All records must be quoted exactly. Omit the pictures.

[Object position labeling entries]
-- begin --
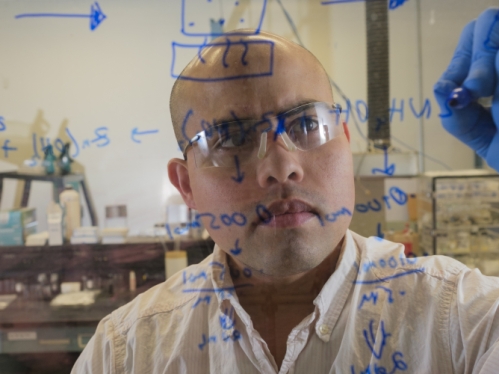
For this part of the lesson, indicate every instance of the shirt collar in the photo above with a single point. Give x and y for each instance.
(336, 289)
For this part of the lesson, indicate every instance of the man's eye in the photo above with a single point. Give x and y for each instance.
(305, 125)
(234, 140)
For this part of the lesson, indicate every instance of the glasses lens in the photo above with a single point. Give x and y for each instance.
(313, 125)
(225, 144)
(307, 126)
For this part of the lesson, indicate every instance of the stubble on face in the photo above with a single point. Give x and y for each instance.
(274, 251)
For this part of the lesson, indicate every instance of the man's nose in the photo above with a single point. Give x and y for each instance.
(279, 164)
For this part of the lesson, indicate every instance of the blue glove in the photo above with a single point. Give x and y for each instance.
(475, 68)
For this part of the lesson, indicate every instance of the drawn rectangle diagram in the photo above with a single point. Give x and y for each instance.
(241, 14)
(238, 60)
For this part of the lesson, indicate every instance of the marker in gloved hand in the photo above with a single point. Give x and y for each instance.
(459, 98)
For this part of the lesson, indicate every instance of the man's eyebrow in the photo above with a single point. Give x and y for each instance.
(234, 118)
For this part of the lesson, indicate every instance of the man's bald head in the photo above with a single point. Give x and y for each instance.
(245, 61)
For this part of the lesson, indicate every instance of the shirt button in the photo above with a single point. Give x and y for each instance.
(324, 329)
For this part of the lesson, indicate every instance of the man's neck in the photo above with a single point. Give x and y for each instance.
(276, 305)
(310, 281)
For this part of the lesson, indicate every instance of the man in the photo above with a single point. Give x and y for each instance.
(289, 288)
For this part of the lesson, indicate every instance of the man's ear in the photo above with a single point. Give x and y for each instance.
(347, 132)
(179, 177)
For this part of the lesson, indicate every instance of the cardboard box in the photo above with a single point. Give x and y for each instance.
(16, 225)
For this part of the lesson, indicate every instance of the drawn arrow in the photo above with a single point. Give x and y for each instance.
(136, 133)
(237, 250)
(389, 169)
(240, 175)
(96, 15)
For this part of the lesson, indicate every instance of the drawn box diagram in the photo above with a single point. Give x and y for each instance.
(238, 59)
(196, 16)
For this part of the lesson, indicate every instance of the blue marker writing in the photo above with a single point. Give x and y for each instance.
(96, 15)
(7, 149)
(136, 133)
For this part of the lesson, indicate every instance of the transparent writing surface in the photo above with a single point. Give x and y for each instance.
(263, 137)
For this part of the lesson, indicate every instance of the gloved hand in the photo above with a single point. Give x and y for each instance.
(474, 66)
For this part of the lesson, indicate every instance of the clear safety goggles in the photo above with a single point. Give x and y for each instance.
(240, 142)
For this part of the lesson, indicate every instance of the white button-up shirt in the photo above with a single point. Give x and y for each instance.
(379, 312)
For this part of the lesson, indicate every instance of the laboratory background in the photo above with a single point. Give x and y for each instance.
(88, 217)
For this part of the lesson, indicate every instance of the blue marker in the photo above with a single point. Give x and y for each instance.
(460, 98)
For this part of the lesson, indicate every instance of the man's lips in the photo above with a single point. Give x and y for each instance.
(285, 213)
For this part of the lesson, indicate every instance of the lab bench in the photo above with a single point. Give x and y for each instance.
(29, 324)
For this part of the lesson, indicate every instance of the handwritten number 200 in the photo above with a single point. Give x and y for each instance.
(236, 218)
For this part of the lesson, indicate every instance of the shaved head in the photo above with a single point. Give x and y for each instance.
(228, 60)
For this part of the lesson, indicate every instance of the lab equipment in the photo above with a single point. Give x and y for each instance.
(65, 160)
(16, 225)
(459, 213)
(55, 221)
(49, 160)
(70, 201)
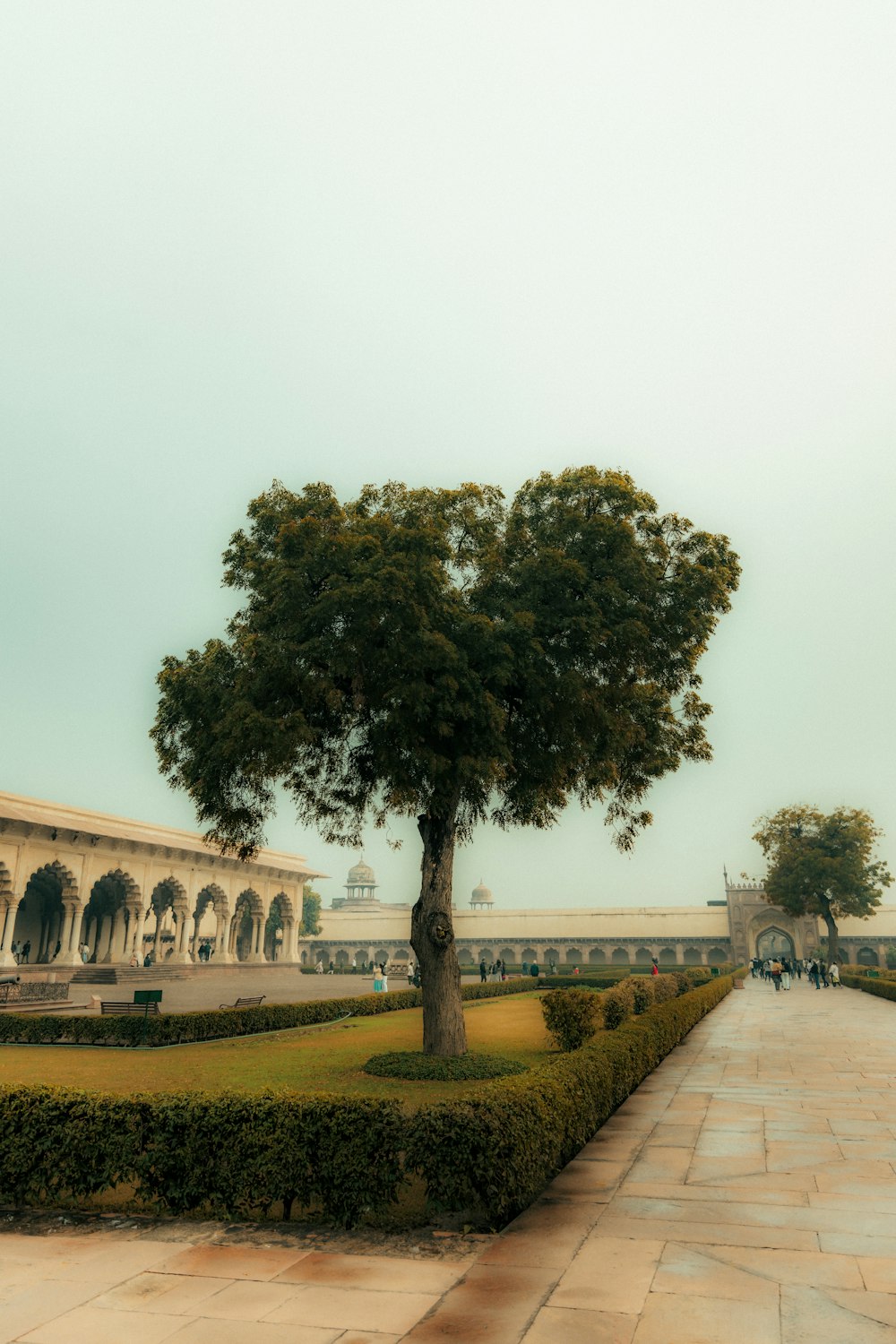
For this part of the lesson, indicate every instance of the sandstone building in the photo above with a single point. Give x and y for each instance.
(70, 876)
-- end --
FINAL RESULT:
For this part of the lesson, indicate every instance of the shirt collar in the photo above with a single point. Give x and y for each instance.
(336, 289)
For this part of the lesson, indicate every instance of the man's eye in the photo above with a single point. Give x and y for each instance.
(305, 125)
(234, 140)
For this part of the lesson, indicate every instance of the glasses lens in the photo above with a single point. Give x and y for each instance.
(313, 125)
(225, 144)
(307, 126)
For this part of the lesson, indicate every instance of the stubble on face in the photo above with a single point. Give x and y for each instance.
(274, 251)
For this part of the lesson, indicate every instance of the man's nose in the photo above with a single point. Give x and y for each instance.
(279, 164)
For this part of the lesson, indicate every instance of the blue glove in the photo above with a single point. Give x and y for each instance.
(475, 68)
For this part of the lesson, indicate every instance of the drawn rectangle diagram in the photo above with a single point. Give x and y for each instance.
(241, 14)
(238, 60)
For this part of the lesson, indicate every instance of the marker in gloved hand in the photo above with a single point. Give x and y for each instance.
(459, 98)
For this part of the lesson, indicate every instance of the man's eyebrow in the photo above with a single point. Give x and y for each instance.
(234, 118)
For this part of the lesson, indicate every instance of the man's bald head in the photo above with a single point. Give x and y for each instance.
(245, 61)
For this part of the lesson, indicate every instance of the shirt button in the photo above with a single point. Give x and y for each instance.
(324, 329)
For this part of the lesson, indicate every instance of the man's neck in the photo above with a single point. Give x and y for each instance.
(276, 305)
(310, 281)
For this part of the lesson, indicate every instance of the man in the photo above with a single point. Give x and y for each instance.
(289, 288)
For this part of the lesson, indicate every instance of the man's ear in the photo above with a single point. Give x and y for each instance.
(347, 132)
(179, 177)
For this part of the lesson, indicate every instance of the cardboard box in the photo above with a single point. Give x and y for each instance.
(16, 225)
For this part of the lesson, indicate every instance of the drawn arrow in the photo above with a single point. Give x and y for each instance.
(136, 133)
(237, 250)
(389, 169)
(240, 175)
(96, 15)
For this part of the lesson, indicate every instance of the drawn box diagram in the photo above with a single point. Give x and y for each instance.
(238, 59)
(196, 16)
For this part of the lesson, indicate every instance of the blue marker writing in the photo above with a single point. Give x and y for each instance.
(96, 15)
(7, 149)
(136, 133)
For this part of the lesson, indicate every instance of the transparent writing surface in the photo above with a single point. Give x and y for each instance.
(263, 137)
For this part of the lesson, indicate every instance of the gloved hand in the photo above with a single point. Give x and y for each instance.
(474, 66)
For this part of the lesson, indicate every instance of the clear safety goggles in the photo above with a single point. Give x and y for each instance.
(240, 142)
For this part of the lesson, indicate every instance of the white button-up shirt in the photo above with a single point. Give x and y for each instance.
(379, 312)
For this part of the lesson, indicate every instance of the laboratory background in the photo above with a single point. Give x and y for each instance.
(88, 217)
For this part of the lesson, indicate every instance of the blue marker in the photo above with a single point. Give x and y for each instance.
(460, 98)
For this part of the lesson, indicate every instance of the man's lips in the photo above with a single point. Give x and y for each instance.
(285, 213)
For this part of the lesson, indicate every instance of the lab bench in the photo above with a single point. Give x and y for each instance.
(29, 324)
For this part of the lesson, indicate every instance of the handwritten number 200 in the photo above with a single point. Give x and y for each instance.
(236, 218)
For this part of the lesson, indicate every instance of the shaved head in the photo above with a single point. Give x and y for each instance.
(228, 60)
For this part of the lesson, indicate every instance of the lab equipment in the photo above with a single point. Give x and y for each instance.
(65, 160)
(16, 225)
(459, 213)
(55, 221)
(49, 160)
(70, 201)
For this part of the lesson, indicate every instance of the sandstone building in the photo above with a single point. Give x and y for each instance.
(70, 876)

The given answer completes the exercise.